** begin Document passage **

October 5th, 2009 at 9:28 am
#357 Donny Brook: I feel you. I really do.
I think that what Pete did to the neighbors' au pair was not okay. It was also completely in character, and typical of someone for whom no good deed is ever truly free. There must ultimately be payback for everything in Pete's universe: even a seemingly free favor he does for someone who has no ability to compensate him for it.
That said …
I want to add something I noticed in Don and Betty's love scene. Last week in Seven Twenty Three, a drunk and high Don danced with the boho girl in her motel room. This week, Betty brought one of those same dance moves into her and Don's hotel room in Rome: but this time, she led.
I thought this was a poignant parallel. It gave the scene a touch of darkness, an all-is-not-well shadow in what looked like marital bliss.
October 5th, 2009 at 9:29 am
Re: # 87 Deborah Lipp Says:
October 4th, 2009 at 10:25 pm
I would thank anyone who could talk about what the line about the rubber/diesel smelll means. Was there a smell in Rome then? Is it symbolic?
Rome is burning.
October 5th, 2009 at 10:06 am
All the talk about clothing makes me think about last week when Henry F told Betty about the fainting couch being used by corseted Victorian women. Obviously, clothing at that time was meant to be restrictive so that women could be (literally)molded into this certain image and the couch was a way for women to handle that restriction in an elegant manner. Perhaps Betty thought about this as she looked at the couch before she spoke to Sally about first kisses. I can see her initially using the couch subversively to 'free' herself, even if in her own mind. As others pointed out, Mr. Francis trying to turn Betty's fantasy into reality turned her off. Otherwise, she wouldn't have decided in the middle of the night that she wanted to go to Italy with Don. In that moment, she chose her marriage over a flirtation that had gone too far. I wonder if she is really done with it and will she get rid of the couch.
And when I saw Joan without the severe updo I immediately thought that she is not in 'a man's world' anymore so doesn't have to put on her armor(the hair…and wasn't her makeup less severe?) to deal with the women that frequent Bonwit Taylor. She was absolutely beautiful, nonetheless. Purple is my favorite color and appears to be one of Joan's as well.
Pete obviously has very little moral fiber(at least externally), but I do think that he's dealing with much more than guilt over cheating on Trudy. Lets not forget that he's only recently found out that he has a child out there somewhere. Peggy's had all of 1962 to deal with it in some way and try to move on(although I don't think you can ever really move on from something like that). If only we could get more internal dialogue, but it just seems that there was something about Trudy talking about him acting guilty whenever they see little children(she's talking about the adoption issue, but Pete's not thinking about that). And there is something to him talking about being alone in the city in the summer and him acting like a little kid left on his own and his strange eagerness to help the au pair(I don't think it was that calculated…Pete has a tendency to be impulsive and irresponsible). I'm just rambling, I know. I'm sure one of you lovely Basketcases could make more sense of it than I can.

** end Document passage **

■ **Exercise details**
Reproduce word for word the part of the Mad Men discussion thread starting with "That said …" and going on through "Rome is burning.".

** begin Record extracts **

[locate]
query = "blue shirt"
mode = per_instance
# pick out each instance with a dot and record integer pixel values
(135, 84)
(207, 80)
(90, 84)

** end Record extracts **

■ **Exercise solution**
That said …
I want to add something I noticed in Don and Betty's love scene. Last week in Seven Twenty Three, a drunk and high Don danced with the boho girl in her motel room. This week, Betty brought one of those same dance moves into her and Don's hotel room in Rome: but this time, she led.
I thought this was a poignant parallel. It gave the scene a touch of darkness, an all-is-not-well shadow in what looked like marital bliss.
October 5th, 2009 at 9:29 am
Re: # 87 Deborah Lipp Says:
October 4th, 2009 at 10:25 pm
I would thank anyone who could talk about what the line about the rubber/diesel smelll means. Was there a smell in Rome then? Is it symbolic?
Rome is burning.